(Supplied material begins)
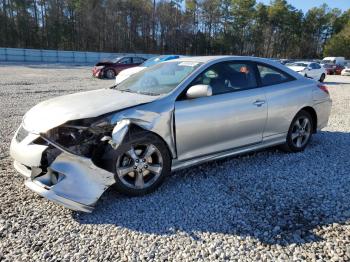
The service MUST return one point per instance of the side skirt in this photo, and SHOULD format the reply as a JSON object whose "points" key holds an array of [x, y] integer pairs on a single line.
{"points": [[267, 142]]}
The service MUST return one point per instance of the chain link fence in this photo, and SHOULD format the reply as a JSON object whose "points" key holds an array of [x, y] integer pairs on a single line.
{"points": [[55, 56]]}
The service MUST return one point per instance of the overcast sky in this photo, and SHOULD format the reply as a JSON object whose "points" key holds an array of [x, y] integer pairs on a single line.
{"points": [[307, 4]]}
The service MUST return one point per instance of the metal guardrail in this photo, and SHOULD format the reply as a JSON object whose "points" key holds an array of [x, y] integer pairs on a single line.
{"points": [[56, 56]]}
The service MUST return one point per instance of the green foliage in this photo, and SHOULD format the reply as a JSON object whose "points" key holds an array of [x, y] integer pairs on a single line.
{"points": [[339, 44], [196, 27]]}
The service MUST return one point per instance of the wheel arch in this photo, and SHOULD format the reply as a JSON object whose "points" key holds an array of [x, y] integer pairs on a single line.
{"points": [[136, 129], [313, 114]]}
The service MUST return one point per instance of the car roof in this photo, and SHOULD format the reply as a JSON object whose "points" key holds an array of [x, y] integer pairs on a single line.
{"points": [[213, 59], [304, 62], [206, 59]]}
(Supplied material ends)
Required work:
All of the material above must be given again verbatim, except for the pictures.

Task result:
The service MUST return one point per instance of the side skirt in this photo, and SHOULD format the reply as a JSON object whose "points" key holds an array of [x, y] integer pairs on a single line.
{"points": [[267, 142]]}
The service MUST return one point per instance of the chain link fence in this photo, and SHOULD format the reply as a JSON object whose "points" key holds an array of [x, y] integer pairs on a single line.
{"points": [[55, 56]]}
The service MUST return one point per instance of the overcast sky in this photo, and SHOULD format the reply as a JSON object whose "points" key holds an array of [x, y] integer pairs on a single line.
{"points": [[307, 4]]}
The service MUST return one point per instance of the metal guardrail in this photo, and SHOULD format the reply as a JSON object whose "points" key holds an array of [x, y] integer pairs on a single line.
{"points": [[56, 56]]}
The service MUST return one point per instance of the green foliage in this photo, and SHOULD format the reply as a JSON object whose "points" key holds an array of [x, y] integer pairs on a single line.
{"points": [[339, 44], [196, 27]]}
The service MUST return one point per instance of the wheel arch in this photo, and SHOULD format the reply as a JSON object whose "points" key holds an array of [x, y] integer pairs on a single line.
{"points": [[136, 129], [313, 114]]}
The service MUST return one point per instance of the car roof in this photo, and SHOULD format the reply as a JSON object whose "points" key holds an array of [x, y] integer pairs on a single line.
{"points": [[213, 59], [304, 62], [206, 59]]}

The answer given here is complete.